Dans ce contexte terrible, le besoin de défendre la culture est plus vital que jamais. Nous devons,
vous devez, continuer à promouvoir ses valeurs d'humanisme, de tolérance, de respect des
différences et de dialogue.
Votre mission est essentielle : la culture contribue au rapprochement entre les peuples, au
respect entre les nations. En quelque sorte, elle donne une chance, même lorsque la liberté est
bafouée, aux forces les plus profondes de l'humanité de relever la tête, d'être le meilleur possible,
sans céder à toutes les formes de violence et de peur.

● Consigne
D'après l'extrait de page, à quoi la culture contribue-t-elle ?

● Entrées extraites
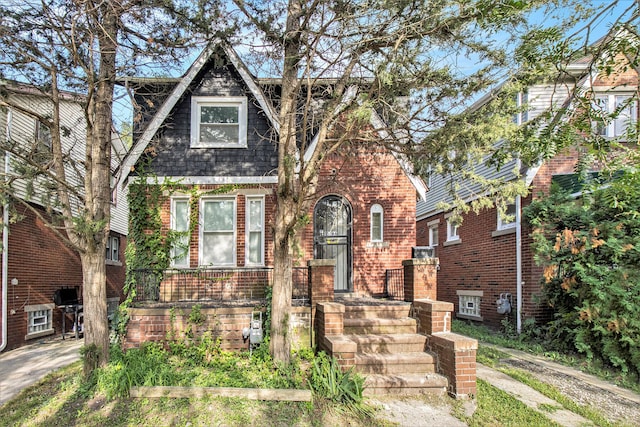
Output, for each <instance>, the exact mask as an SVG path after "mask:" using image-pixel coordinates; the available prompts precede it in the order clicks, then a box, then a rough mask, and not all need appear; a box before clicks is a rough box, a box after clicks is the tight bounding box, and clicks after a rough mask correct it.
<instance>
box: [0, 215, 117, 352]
mask: <svg viewBox="0 0 640 427" xmlns="http://www.w3.org/2000/svg"><path fill="white" fill-rule="evenodd" d="M15 207H16V209H17V211H18V214H19V215H20V216H21V219H20V220H19V221H18V222H16V223H13V224H10V225H9V246H8V248H9V262H8V279H9V285H8V286H9V288H8V292H7V294H8V295H7V296H8V304H7V311H8V313H7V346H6V349H5V351H6V350H11V349H14V348H17V347H21V346H23V345H26V344H30V343H31V342H33V341H35V340H37V339H40V338H42V336H39V335H38V334H35V335H32V336H30V337H27V322H28V314H27V312H26V311H25V307H29V306H37V305H41V304H53V294H54V292H55V291H56V290H57V289H59V288H62V287H76V286H77V287H78V296H79V297H81V296H82V267H81V264H80V257H79V256H78V254H77V253H76V252H75V251H74V250H73V249H71V248H70V247H68V246H67V245H66V244H65V243H64V242H63V240H62V239H60V238H59V237H58V236H57V235H56V234H55V233H53V232H52V231H51V229H50V228H49V227H47V226H46V224H44V222H43V221H42V220H41V219H39V218H37V217H36V215H35V214H34V213H33V212H32V211H30V210H29V209H27V208H25V207H24V206H20V205H16V206H15ZM41 214H42V215H44V216H45V217H46V212H44V210H41ZM125 246H126V238H125V236H120V251H119V253H120V257H121V258H123V257H124V252H125V251H124V249H125ZM106 273H107V298H118V299H120V300H122V287H123V285H124V277H125V265H124V262H122V263H121V265H107V266H106ZM14 278H15V279H17V282H18V284H17V285H12V284H11V281H12V279H14ZM62 316H63V314H62V310H60V309H58V308H53V319H52V326H53V330H52V331H51V332H50V333H49V336H55V335H59V334H60V333H61V332H62ZM0 322H2V316H0ZM71 324H72V317H71V316H70V315H69V314H67V318H66V325H65V326H66V330H67V332H69V331H70V329H71ZM0 326H1V324H0Z"/></svg>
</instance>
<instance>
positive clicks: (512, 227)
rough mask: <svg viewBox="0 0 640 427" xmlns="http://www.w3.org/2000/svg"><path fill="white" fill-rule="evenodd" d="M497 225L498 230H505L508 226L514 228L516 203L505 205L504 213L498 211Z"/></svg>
mask: <svg viewBox="0 0 640 427" xmlns="http://www.w3.org/2000/svg"><path fill="white" fill-rule="evenodd" d="M497 225H498V226H497V227H496V229H498V230H507V229H509V228H514V227H515V226H516V204H515V203H511V204H509V205H507V207H506V211H505V213H504V214H501V213H500V211H498V224H497Z"/></svg>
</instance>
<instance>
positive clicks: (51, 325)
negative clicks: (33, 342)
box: [24, 304, 54, 339]
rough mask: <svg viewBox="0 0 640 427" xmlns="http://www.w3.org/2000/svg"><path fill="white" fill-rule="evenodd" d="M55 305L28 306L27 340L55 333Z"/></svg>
mask: <svg viewBox="0 0 640 427" xmlns="http://www.w3.org/2000/svg"><path fill="white" fill-rule="evenodd" d="M53 307H54V305H53V304H37V305H27V306H25V308H24V311H25V312H26V313H27V336H26V337H25V339H29V338H37V337H41V336H44V335H50V334H52V333H53V332H54V331H53Z"/></svg>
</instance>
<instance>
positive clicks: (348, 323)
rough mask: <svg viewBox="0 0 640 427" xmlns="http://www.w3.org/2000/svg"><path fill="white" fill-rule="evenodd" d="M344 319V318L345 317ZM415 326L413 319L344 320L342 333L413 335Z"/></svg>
mask: <svg viewBox="0 0 640 427" xmlns="http://www.w3.org/2000/svg"><path fill="white" fill-rule="evenodd" d="M345 317H346V316H345ZM416 328H417V324H416V320H415V319H411V318H410V317H405V318H402V319H388V318H385V317H380V318H377V319H373V318H364V319H347V318H345V319H344V333H345V334H349V335H362V334H412V333H413V334H415V333H416V330H417V329H416Z"/></svg>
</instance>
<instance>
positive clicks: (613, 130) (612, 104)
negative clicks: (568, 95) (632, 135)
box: [592, 93, 638, 138]
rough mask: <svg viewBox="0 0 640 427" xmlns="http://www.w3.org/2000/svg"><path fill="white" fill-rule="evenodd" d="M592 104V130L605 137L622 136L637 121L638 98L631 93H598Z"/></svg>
mask: <svg viewBox="0 0 640 427" xmlns="http://www.w3.org/2000/svg"><path fill="white" fill-rule="evenodd" d="M592 106H593V108H594V116H595V120H594V130H595V131H596V133H597V134H598V135H600V136H603V137H605V138H618V137H623V136H624V135H626V134H627V132H628V130H629V127H630V126H634V125H635V123H636V121H637V117H638V100H637V99H636V98H635V97H634V96H633V95H631V94H615V93H609V94H598V95H596V96H595V98H594V102H593V104H592Z"/></svg>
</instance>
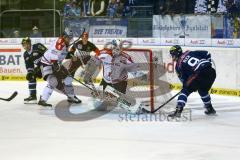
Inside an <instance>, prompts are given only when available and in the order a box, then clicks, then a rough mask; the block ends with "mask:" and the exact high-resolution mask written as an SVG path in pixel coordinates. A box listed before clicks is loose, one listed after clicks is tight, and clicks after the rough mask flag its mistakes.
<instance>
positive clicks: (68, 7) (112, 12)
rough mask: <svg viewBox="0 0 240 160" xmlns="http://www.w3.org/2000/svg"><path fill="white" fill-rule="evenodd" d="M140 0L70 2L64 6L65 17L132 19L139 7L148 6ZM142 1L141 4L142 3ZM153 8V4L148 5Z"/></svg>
mask: <svg viewBox="0 0 240 160" xmlns="http://www.w3.org/2000/svg"><path fill="white" fill-rule="evenodd" d="M143 1H145V2H146V3H140V2H141V1H140V0H70V1H69V2H67V3H66V4H65V6H64V16H65V17H87V16H107V17H111V18H116V17H117V18H120V17H132V16H133V15H134V13H136V11H135V10H134V8H135V7H137V6H139V5H143V6H144V5H149V2H153V0H150V1H147V0H143ZM143 1H142V2H143ZM150 5H151V6H153V3H151V4H150Z"/></svg>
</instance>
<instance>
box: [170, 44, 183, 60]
mask: <svg viewBox="0 0 240 160" xmlns="http://www.w3.org/2000/svg"><path fill="white" fill-rule="evenodd" d="M169 52H170V54H171V56H172V57H173V56H175V57H177V58H179V57H180V56H181V55H182V48H181V47H180V46H179V45H175V46H172V47H171V48H170V51H169Z"/></svg>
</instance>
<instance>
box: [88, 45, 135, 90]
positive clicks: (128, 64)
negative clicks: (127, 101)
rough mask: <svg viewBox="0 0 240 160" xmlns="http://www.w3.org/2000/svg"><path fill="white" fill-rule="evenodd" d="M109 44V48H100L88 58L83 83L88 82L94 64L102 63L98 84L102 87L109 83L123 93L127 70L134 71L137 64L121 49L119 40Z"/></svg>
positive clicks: (128, 70)
mask: <svg viewBox="0 0 240 160" xmlns="http://www.w3.org/2000/svg"><path fill="white" fill-rule="evenodd" d="M111 45H112V47H111V48H110V49H109V48H104V49H103V50H100V53H99V54H96V56H94V57H92V58H91V59H90V61H89V63H88V64H87V66H86V70H85V72H86V73H89V75H87V74H85V76H84V81H85V83H89V81H90V80H91V75H92V73H93V72H94V71H95V68H96V66H98V65H100V64H102V67H103V79H102V81H101V83H100V85H102V86H103V89H105V88H106V87H107V86H108V85H109V86H111V87H113V88H115V89H116V90H118V91H120V92H121V93H124V94H125V93H126V88H127V80H128V72H136V71H137V68H138V64H136V63H134V62H133V61H132V59H131V57H130V56H129V55H128V54H127V53H125V52H124V51H122V47H121V42H120V41H119V40H113V41H112V42H111ZM94 66H95V67H94Z"/></svg>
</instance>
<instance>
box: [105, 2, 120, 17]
mask: <svg viewBox="0 0 240 160" xmlns="http://www.w3.org/2000/svg"><path fill="white" fill-rule="evenodd" d="M117 7H118V3H117V1H116V0H110V2H109V4H108V7H107V16H109V17H111V18H113V17H116V14H117Z"/></svg>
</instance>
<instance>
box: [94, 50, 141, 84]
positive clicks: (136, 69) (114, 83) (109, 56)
mask: <svg viewBox="0 0 240 160" xmlns="http://www.w3.org/2000/svg"><path fill="white" fill-rule="evenodd" d="M97 57H98V59H99V60H100V61H101V63H102V65H103V79H104V80H105V81H106V82H107V83H112V84H115V83H118V82H121V81H126V80H127V79H128V72H135V71H136V70H137V68H138V65H137V64H135V63H134V62H133V61H132V59H131V57H130V56H129V55H128V54H126V53H124V52H122V53H121V54H119V55H117V56H113V54H112V51H111V50H109V49H104V50H101V51H100V54H99V55H98V56H97Z"/></svg>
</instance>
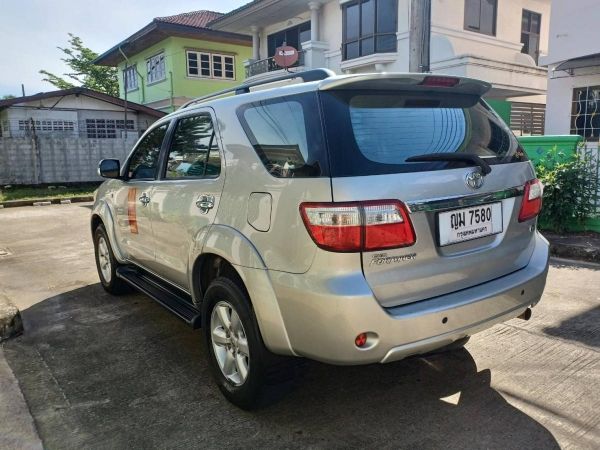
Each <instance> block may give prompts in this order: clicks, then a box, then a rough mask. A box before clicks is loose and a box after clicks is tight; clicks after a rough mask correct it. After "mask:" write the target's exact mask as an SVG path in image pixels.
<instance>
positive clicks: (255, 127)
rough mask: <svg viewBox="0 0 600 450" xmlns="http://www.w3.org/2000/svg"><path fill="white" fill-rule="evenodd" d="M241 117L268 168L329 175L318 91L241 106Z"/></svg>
mask: <svg viewBox="0 0 600 450" xmlns="http://www.w3.org/2000/svg"><path fill="white" fill-rule="evenodd" d="M237 113H238V118H239V119H240V122H241V124H242V127H243V128H244V131H245V132H246V135H247V136H248V139H249V140H250V143H251V144H252V146H253V147H254V150H255V151H256V153H257V155H258V157H259V158H260V160H261V161H262V163H263V164H264V166H265V168H266V169H267V171H268V172H269V173H270V174H271V175H273V176H274V177H278V178H293V177H319V176H324V175H327V170H328V164H327V157H326V151H325V146H324V140H323V129H322V125H321V121H320V116H319V107H318V102H317V96H316V94H315V93H314V92H312V93H307V94H300V95H292V96H286V97H280V98H276V99H269V100H264V101H259V102H254V103H250V104H247V105H243V106H241V107H240V108H239V109H238V111H237Z"/></svg>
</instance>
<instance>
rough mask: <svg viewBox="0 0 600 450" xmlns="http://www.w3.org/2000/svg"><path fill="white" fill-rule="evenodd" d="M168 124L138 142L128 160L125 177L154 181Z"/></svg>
mask: <svg viewBox="0 0 600 450" xmlns="http://www.w3.org/2000/svg"><path fill="white" fill-rule="evenodd" d="M168 126H169V124H168V123H165V124H163V125H161V126H159V127H156V128H155V129H154V130H152V131H151V132H150V133H148V134H147V135H146V136H145V137H144V139H142V140H141V141H140V143H139V144H138V146H137V147H136V149H135V150H134V152H133V155H132V156H131V159H130V160H129V167H128V168H127V177H128V178H129V179H130V180H139V179H148V178H150V179H154V178H155V177H156V168H157V167H158V157H159V155H160V148H161V146H162V142H163V140H164V138H165V134H166V132H167V128H168Z"/></svg>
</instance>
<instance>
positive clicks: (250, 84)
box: [179, 69, 335, 109]
mask: <svg viewBox="0 0 600 450" xmlns="http://www.w3.org/2000/svg"><path fill="white" fill-rule="evenodd" d="M334 75H335V72H333V71H331V70H329V69H311V70H304V71H302V72H290V73H287V74H285V75H281V76H279V77H274V78H267V79H266V80H260V81H253V82H251V83H244V84H240V85H239V86H236V87H232V88H228V89H223V90H222V91H217V92H213V93H212V94H208V95H204V96H202V97H198V98H195V99H193V100H190V101H189V102H187V103H184V104H183V105H181V108H179V109H183V108H187V107H188V106H191V105H194V104H196V103H202V102H205V101H207V100H210V99H211V98H215V97H220V96H222V95H225V94H230V93H232V92H235V95H240V94H247V93H249V92H250V88H253V87H256V86H262V85H263V84H270V83H277V82H278V81H285V80H293V79H295V78H301V79H302V82H303V83H307V82H309V81H320V80H324V79H325V78H329V77H332V76H334Z"/></svg>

● Résultat
Elle contribue au rapprochement entre les peuples et au respect entre les nations.